What is needed:
In the forum thread below on Shotokan for self-defense, why does one poster say they started Aikido?

Document text:
================

Shotokan for self defence.

Would the fact that Sensei Ando also practices Bjj have anything to do with him suddenly "discovering" Karate ground fighting?

He didnt "discover" it, that moves always been there.. Other schools have taught that move that way. Attributing it to him would be like saying the Gracies invented the Armbar. Not to mention the examples Paul D and K-Man gave from other forms if you'd like other examples. At this point, you're simply in denial because your Shotokan was lacking so you assume all else does as well.
 
While Krav hand techs may not be comparable to boxing, they're comparable to the hand techs of other MAs. According to Abernathy, Karate grappling is below every form of grappling out there. So you're not making an accurate comparison here.
I would suggest Krav hand techniques are every bit comparable to boxing. They were taken from boxing and they are trained as a boxer would train. Further they are used without bandaging the hands and using gloves so the alignment of the arm and wrist is critical. What I teach in punching for both Krav and karate is far more technical than I was taught in my boxing.

And, FWIW, I think you are misquoting Iain Abernethy.

We have yet to see any Karate ground game whatsoever. All we're getting are stories of Okinawans playing grappling games with each other. Where's some examples of traditional karate ground fighting? Surely if it's being taught in Okinawan Karate we should see evidence of it somewhere.
No, it is only you who hasn't seen it. I've been training it since I started karate over 30 years ago. Historical evidence is readily available for its origins and there is ample evidence even on youtube of people practising different aspects of it. As you have always been telling us, fights often go to the ground so if Tegumi is the original Okinawan wrestling and it didn't go to the ground maybe we should all learn it for its 'anti-grappling' effectiveness.

What nonsense. How can pull any of that from Tekki Shodan?


There's zero resemblance between the two.

It's almost as if someone learned a little grappling and assigned it to a random kata.

This is simply yet another example of people trying to make Karate applicable for all things instead of simply accepting that it has holes.
No. Now others have accused me of not changing my opinion. Well, I just did. You are right in saying that this is an example of people making karate, or more specifically kata, applicable.

There is no, and I believe there probably never was, specific bunkai for any particular karate kata, Pinans excepted. The secret of the bunkai was to make the sequence of the kata work in a particular situation. Now every kata has techniques that can be taken individually. That could be called Oyo bunkai but to me it is only bunkai when you can take a sequence of techniques and provide a workable explanation. What the video shows is just that. You are on the ground, you perform the first technique to escape. If it fails, you go to the very next technique. If that fails you go to the next technique and so on.

Instead of rubbishing this video I would be commending it. The guy has done a great job in interpreting the kata in a way it can be used on the ground against a relatively untrained person.
 
Would the fact that Sensei Ando also practices Bjj have anything to do with him suddenly "discovering" Karate ground fighting?
Would the fact that I practise Aikido have anything to do with me suddenly "discovering" Karate locks and holds?

No, I recognised that there were locks and holds in the kata and started Aikido to learn more about them and how to apply them. The fact that my original instructor didn't understand them or teach them is the problem we have been discussing all along and that is that much of the original systems have been lost as karate went down the competition path.

================

Given records:
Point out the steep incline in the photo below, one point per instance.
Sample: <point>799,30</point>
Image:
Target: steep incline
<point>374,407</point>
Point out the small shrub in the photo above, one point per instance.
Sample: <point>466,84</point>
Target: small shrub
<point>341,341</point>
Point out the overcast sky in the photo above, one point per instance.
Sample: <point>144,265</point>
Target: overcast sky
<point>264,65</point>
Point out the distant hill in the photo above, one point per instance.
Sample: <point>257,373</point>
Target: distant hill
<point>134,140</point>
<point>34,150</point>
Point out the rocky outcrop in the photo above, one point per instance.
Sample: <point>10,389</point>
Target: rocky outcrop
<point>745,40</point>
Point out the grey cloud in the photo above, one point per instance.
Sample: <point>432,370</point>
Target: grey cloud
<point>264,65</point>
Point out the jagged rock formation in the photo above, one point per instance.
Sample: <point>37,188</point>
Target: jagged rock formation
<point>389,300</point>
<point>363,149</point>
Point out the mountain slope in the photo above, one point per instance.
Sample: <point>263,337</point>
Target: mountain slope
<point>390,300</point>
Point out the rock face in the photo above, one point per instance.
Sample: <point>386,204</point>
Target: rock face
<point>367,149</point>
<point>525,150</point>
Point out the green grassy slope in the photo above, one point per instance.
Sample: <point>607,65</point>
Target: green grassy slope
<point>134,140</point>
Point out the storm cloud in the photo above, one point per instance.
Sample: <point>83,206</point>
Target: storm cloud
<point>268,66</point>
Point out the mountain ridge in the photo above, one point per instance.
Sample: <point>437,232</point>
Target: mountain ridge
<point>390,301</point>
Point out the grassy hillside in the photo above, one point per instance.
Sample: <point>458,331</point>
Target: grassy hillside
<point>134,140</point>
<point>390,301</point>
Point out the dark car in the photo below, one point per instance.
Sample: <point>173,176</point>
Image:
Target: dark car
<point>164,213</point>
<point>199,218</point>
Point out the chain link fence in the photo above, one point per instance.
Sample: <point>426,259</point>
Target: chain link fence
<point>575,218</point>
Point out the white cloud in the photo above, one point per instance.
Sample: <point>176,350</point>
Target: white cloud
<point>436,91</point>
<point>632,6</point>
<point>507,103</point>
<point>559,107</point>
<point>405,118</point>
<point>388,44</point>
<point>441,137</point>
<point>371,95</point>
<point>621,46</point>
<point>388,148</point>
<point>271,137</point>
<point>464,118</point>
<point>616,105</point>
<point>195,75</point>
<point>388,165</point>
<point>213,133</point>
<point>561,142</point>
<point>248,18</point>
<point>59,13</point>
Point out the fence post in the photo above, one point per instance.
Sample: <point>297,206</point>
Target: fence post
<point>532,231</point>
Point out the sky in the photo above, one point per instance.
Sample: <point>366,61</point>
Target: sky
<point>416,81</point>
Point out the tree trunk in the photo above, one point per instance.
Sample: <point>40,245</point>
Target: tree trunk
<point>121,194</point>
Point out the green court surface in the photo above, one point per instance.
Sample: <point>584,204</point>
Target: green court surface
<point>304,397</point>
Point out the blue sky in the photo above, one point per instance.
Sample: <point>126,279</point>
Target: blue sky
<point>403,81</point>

================

Task solution:
The poster recognized that there were locks and holds in the kata and started Aikido to learn more about them and how to apply them.